___ Data rows ___

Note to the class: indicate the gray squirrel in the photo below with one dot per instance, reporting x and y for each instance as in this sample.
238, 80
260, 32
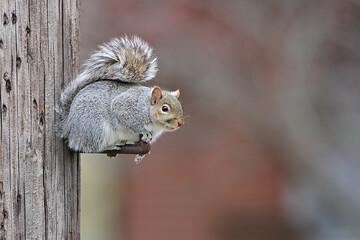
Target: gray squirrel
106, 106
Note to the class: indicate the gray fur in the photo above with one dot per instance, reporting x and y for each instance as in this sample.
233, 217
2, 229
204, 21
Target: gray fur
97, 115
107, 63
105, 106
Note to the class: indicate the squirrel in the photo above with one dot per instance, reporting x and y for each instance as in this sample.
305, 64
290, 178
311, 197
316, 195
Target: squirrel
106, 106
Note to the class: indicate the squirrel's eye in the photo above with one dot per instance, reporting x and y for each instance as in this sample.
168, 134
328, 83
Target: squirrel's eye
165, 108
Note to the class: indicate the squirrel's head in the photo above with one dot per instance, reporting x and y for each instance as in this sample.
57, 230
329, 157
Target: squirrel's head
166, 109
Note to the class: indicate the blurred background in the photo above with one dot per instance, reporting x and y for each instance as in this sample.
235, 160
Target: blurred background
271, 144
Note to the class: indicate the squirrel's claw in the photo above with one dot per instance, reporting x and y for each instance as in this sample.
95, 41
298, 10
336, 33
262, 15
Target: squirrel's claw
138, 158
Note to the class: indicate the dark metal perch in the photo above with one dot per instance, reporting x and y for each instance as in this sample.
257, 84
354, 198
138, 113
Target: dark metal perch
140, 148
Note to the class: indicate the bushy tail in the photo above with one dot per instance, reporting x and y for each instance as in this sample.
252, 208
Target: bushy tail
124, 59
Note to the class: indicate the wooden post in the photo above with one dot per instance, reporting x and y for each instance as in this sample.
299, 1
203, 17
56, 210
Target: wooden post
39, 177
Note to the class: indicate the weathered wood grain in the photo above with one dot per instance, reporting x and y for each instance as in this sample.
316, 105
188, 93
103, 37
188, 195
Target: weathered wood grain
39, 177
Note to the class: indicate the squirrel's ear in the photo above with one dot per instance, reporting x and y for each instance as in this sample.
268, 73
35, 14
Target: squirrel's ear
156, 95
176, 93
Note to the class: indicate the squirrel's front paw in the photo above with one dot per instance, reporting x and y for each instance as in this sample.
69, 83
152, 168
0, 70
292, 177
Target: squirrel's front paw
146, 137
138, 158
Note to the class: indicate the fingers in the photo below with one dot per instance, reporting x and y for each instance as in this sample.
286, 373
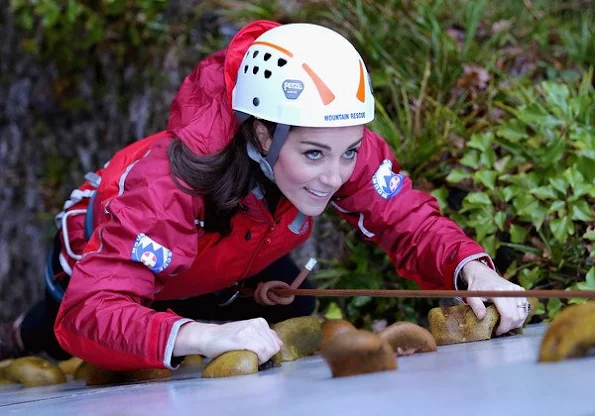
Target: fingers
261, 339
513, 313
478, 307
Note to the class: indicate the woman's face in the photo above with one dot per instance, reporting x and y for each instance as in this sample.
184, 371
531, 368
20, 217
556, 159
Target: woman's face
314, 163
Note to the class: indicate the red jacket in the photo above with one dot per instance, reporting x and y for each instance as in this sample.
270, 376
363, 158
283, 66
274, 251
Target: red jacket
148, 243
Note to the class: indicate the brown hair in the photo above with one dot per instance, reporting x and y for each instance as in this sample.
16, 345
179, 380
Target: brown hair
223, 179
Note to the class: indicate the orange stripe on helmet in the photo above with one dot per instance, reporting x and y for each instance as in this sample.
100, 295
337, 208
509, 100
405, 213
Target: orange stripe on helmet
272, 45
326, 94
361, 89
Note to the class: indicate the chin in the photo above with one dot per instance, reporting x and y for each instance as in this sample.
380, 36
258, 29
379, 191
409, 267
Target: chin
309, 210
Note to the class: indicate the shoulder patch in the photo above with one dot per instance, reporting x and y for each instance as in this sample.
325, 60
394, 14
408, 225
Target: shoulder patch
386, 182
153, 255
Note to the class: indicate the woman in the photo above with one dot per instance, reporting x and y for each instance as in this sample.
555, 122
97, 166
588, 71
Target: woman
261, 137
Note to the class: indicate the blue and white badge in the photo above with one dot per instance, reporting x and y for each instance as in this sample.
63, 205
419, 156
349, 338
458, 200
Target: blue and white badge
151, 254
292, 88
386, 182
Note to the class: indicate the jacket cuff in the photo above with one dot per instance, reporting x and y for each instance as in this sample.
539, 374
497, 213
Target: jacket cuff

___

● Short problem: Transcribe every entry above exactly. Omit all pictures.

● Exercise response:
Note to the class: indicate the gray squirrel in the photo below with one dot per instance, reporting x and y for each instance as in this sample.
238, 80
260, 32
Target: gray squirrel
106, 106
Note to the class: indicate the gray fur in the photo above with one dot per instance, reporting x and y for each instance as in this sample.
233, 217
2, 229
204, 21
Target: gray fur
97, 115
107, 63
105, 106
Note to the class: indicate the squirrel in the photo above with one dot per instance, reporting x and y for each instance as in this sample.
305, 64
290, 178
311, 197
316, 195
Target: squirrel
106, 106
Note to the class: indicate the squirrel's eye in the photo above with one dot per instance, reporting x and y for each instance as in this sample.
168, 134
328, 83
Target: squirrel's eye
165, 108
Note to the class: indicate the squirrel's head in the photo above with one dot per instance, reporting x and y for each instance as in this sample.
57, 230
329, 157
Target: squirrel's head
166, 109
Note to the class: indicate the blurred background in the photo above with one dot per instance, reporting x and y for each instance as in this sample.
235, 160
Target: blurred background
271, 144
Note to the class: indicate the squirrel's claw in the photo above with one dot per instance, reporting x and y for each instance as in this sample.
95, 41
298, 10
336, 33
262, 15
Target: squirrel's claw
138, 158
Note to the class: indicate the dark metal perch in the photo above with one dot per instance, reporting x and y for each instance as in this sample.
257, 84
354, 198
138, 113
Target: dark metal perch
140, 148
Note to the class: indicate the bushy tail in the photo above with one dot per instance, reporting x and y for each instance as in this sample.
252, 208
Target: bushy tail
124, 59
Note to the class: indicate the wooden post in the photo above with one dot per instance, reporting x and y for each instance as in this sample.
299, 1
203, 17
56, 210
Target: wooden post
39, 177
Note to the class: indicate the weathered wood grain in the photo above with one dot per instance, reporting x and y for each instance as in this sample.
316, 105
188, 93
103, 37
188, 195
Target: weathered wood grain
39, 177
Note to the class: indicate the squirrel's ear in the photo above with one dot per instance, reporting x and y for each instance as in this sample.
268, 73
35, 14
Target: squirrel's ear
156, 95
176, 93
Note to the class: indicate the squirrel's front paw in the photo above with one dot per instance, reporting x and y for each instance as in this sample.
69, 83
152, 168
0, 70
292, 177
Target: squirrel's front paw
146, 137
138, 158
Note to the class: indicate the fingers in the photo below with one dot per instance, reporting x and y for each instance as in this sample.
286, 373
Target: fingers
261, 339
513, 313
478, 307
Note to the class: indicate the woman's face in the photo above with one dot per instance, reporting x and y for each instance as in this sample.
184, 371
531, 368
20, 217
556, 159
Target: woman's face
314, 163
Note to the class: indicate the red jacket in the photo above with one dot per instance, reporting x and y for each instance as in this sample.
270, 376
363, 158
283, 66
274, 251
Target: red jacket
148, 243
Note to the class: indicate the brown hair in the photo above with one dot per instance, reporting x and y for each instance as in this sample.
16, 345
179, 380
Target: brown hair
223, 179
Note to the class: indicate the orange stripe on helmet in the photo above with one dot per instance, reporting x and y for each instance as in this sample.
100, 295
337, 208
509, 100
405, 213
Target: orange stripe on helmet
272, 45
326, 94
361, 89
Note to the class: indicate the chin in the photo above with one dot per instance, reporting x and y for each instance as in this sample.
380, 36
258, 29
379, 191
409, 267
Target: chin
309, 210
Note to the class: indicate the shoulder patch in the photo above with one dot per instance, reporting x and y for each instance as in this sample.
325, 60
394, 14
408, 225
Target: shoulder patch
386, 182
153, 255
Note to the class: indicate the woman in the photo above with one dot per instance, reporting x and y for each instance as in this sample.
555, 122
97, 166
588, 71
Target: woman
261, 137
Note to the class: indicate the blue and white badge in the photo above with one dot per instance, reporting x and y for each instance as in this sample.
63, 205
419, 156
349, 338
458, 200
Target: blue and white badge
151, 254
292, 88
386, 182
Note to the class: indicate the jacket cuff in the photo above with one dot per instance, reporting x and y for each instance as in this sample.
539, 374
497, 213
Target: jacket cuff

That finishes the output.